* _Extrait du document_
Le fils de Jean

À trente-cinq ans, Mathieu ne sait pas qui est son père. Un matin, un appel téléphonique lui apprend que celui-ci était canadien et qu’il vient de mourir. Découvrant aussi qu’il a deux frères, Mathieu décide d’aller à l’enterrement pour les rencontrer. Mais, à Montréal, personne n’a connaissance de son existence ni ne veut la connaître. Il se retrouve en territoire hostile...

Entretien avec Philippe Lioret, le réalisateur

D’où vient ce film ?
De la lecture du roman de Jean-Paul Dubois, Si ce livre pouvait me rapprocher de toi. C’est un grand livre, l’un de ses meilleurs. Je l’avais lu il y a longtemps et, même si je ne voyais pas quel film en faire, il m’en était resté quelque chose de fort et je n’arrivais pas à le ranger sur l’étagère. Après Welcome et Toutes nos envies, j’avais envie d’un film solaire et il m’est venu un point de départ qui n’est pas dans ce livre, mais que celui-ci m’a inspiré : celle d’un homme qui découvre qu’il a deux frères inconnus et veut les rencontrer.

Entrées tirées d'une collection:
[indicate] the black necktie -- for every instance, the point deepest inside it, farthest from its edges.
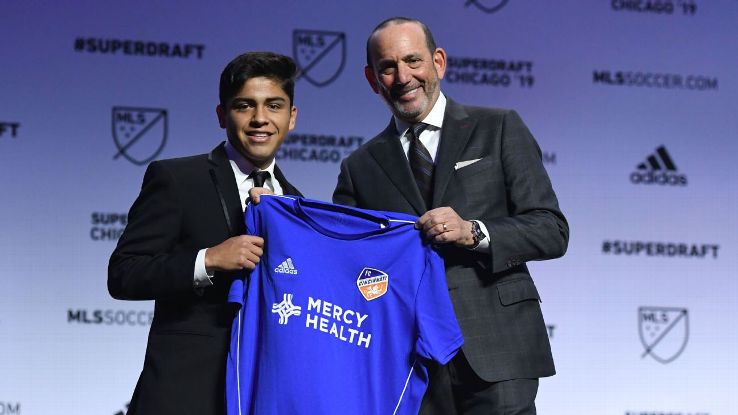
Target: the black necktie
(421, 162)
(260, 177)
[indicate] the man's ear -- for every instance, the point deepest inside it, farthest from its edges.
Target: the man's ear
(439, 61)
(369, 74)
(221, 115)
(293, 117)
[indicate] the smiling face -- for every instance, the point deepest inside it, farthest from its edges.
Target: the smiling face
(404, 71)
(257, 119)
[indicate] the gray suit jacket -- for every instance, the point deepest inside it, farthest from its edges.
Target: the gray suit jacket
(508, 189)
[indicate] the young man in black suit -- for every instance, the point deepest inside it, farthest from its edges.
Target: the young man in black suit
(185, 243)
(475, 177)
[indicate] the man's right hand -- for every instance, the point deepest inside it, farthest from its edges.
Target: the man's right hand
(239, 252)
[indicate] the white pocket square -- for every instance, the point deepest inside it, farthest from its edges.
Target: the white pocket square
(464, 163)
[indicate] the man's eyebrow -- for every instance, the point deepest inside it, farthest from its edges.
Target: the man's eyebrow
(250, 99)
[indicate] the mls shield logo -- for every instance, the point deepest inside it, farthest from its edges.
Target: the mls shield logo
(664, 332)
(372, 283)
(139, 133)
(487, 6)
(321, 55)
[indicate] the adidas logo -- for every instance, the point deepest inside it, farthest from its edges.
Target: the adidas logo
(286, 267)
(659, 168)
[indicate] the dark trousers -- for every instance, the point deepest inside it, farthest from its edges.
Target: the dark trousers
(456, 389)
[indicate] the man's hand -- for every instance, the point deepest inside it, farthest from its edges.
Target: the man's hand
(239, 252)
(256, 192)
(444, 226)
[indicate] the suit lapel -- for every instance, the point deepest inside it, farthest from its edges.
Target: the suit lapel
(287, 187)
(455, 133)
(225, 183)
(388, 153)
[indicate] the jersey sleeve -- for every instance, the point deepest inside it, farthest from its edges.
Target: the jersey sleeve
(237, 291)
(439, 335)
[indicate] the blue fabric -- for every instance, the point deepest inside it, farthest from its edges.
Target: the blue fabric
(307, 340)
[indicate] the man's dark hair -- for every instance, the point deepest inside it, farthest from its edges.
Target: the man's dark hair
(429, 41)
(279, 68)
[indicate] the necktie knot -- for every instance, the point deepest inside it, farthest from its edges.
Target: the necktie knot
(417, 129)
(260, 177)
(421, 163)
---
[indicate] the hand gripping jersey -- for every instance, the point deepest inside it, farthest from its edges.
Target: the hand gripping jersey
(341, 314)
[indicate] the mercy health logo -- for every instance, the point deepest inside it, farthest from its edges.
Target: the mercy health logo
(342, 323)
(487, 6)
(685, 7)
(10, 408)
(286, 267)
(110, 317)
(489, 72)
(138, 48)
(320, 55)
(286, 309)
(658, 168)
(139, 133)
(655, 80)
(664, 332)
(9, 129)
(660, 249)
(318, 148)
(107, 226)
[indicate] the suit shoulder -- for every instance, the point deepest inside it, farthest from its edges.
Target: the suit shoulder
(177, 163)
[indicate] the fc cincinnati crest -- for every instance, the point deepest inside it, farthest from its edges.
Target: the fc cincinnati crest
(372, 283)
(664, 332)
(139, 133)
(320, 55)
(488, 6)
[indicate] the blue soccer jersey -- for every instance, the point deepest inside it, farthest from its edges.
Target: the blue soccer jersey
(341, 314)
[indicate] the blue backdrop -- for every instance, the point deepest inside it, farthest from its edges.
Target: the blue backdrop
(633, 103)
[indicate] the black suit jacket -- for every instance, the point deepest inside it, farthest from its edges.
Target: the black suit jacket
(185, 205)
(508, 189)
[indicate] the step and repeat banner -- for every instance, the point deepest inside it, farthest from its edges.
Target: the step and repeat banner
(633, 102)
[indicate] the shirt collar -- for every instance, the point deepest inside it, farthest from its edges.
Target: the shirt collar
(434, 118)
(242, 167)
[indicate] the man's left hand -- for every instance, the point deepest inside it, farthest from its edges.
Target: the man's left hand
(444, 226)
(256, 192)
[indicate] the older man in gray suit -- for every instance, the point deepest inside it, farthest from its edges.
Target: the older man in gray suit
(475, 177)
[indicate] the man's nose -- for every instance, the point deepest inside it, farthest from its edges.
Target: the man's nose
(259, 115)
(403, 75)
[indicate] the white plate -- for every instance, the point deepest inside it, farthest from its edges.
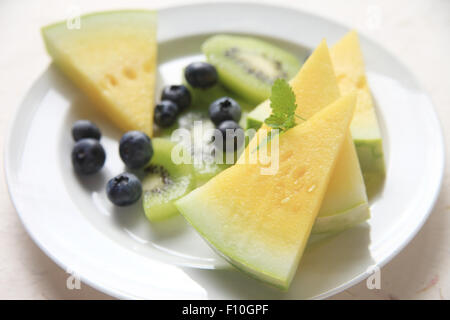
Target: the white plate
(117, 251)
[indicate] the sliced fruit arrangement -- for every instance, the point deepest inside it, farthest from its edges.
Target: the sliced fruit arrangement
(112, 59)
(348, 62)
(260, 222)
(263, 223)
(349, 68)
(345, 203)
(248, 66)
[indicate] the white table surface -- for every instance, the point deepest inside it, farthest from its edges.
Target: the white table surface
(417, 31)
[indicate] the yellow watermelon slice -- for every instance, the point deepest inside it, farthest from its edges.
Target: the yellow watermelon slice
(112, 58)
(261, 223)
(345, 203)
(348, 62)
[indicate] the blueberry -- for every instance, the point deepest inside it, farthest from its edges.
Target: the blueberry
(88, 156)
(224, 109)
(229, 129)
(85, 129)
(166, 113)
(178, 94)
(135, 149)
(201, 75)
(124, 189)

* _Travail à faire_
1. Selon l'extrait sur le film Le fils de Jean, de quel roman Philippe Lioret s'est-il inspiré ?
2. Reprenez, s'il vous plaît, l'entretien sur le film Le fils de Jean à partir de sa dernière phrase.
Vous n'aurez pas besoin des items.

* _Résultats de l'exercice_
1. Du roman de Jean-Paul Dubois, Si ce livre pouvait me rapprocher de toi.

2.
Nous avons pris les droits du livre, mais je ne l’ai pas rouvert ; il n’a été qu’une source d’inspiration, un point de départ, donc. Mais sans lui, il n’y aurait pas de film. D’ailleurs, à la lecture du scénario, Jean-Paul m’a dit : “Faites le film, j’écrirai le livre après“. Pourtant, les fondements de son livre sont bien là, mais ce ne sont plus que des mots, comme des mots clés : père, découverte, fratrie, Canada, sœur. L’essentiel en fait. Mis à part le plaisir qu’ils procurent quand on les lit, les livres peuvent aussi servir à ça : inspirer. Les adapter littéralement est rarement possible et surtout assez vain car un bon livre peut susciter une impression de gigantisme qu’aucun écran, si grand soit-il, ne pourra jamais rendre. Et puis cette histoire existait déjà.

Il fallait aller ailleurs. Les personnages du Fils de Jean, je les connaissais bien. Ce garçon qui cherche une famille qu’il n’a pas connue et en trouve une autre de substitution, il m’accompagne depuis longtemps. Et paradoxalement, cette histoire-là, il n’y a pas mieux qu’un film pour la raconter. Le cinéma a une telle force d’immersion que, si l’on parvient à s’identifier aux personnages, ils nous embarquent avec eux.

 

Il y a une technique pour cela ?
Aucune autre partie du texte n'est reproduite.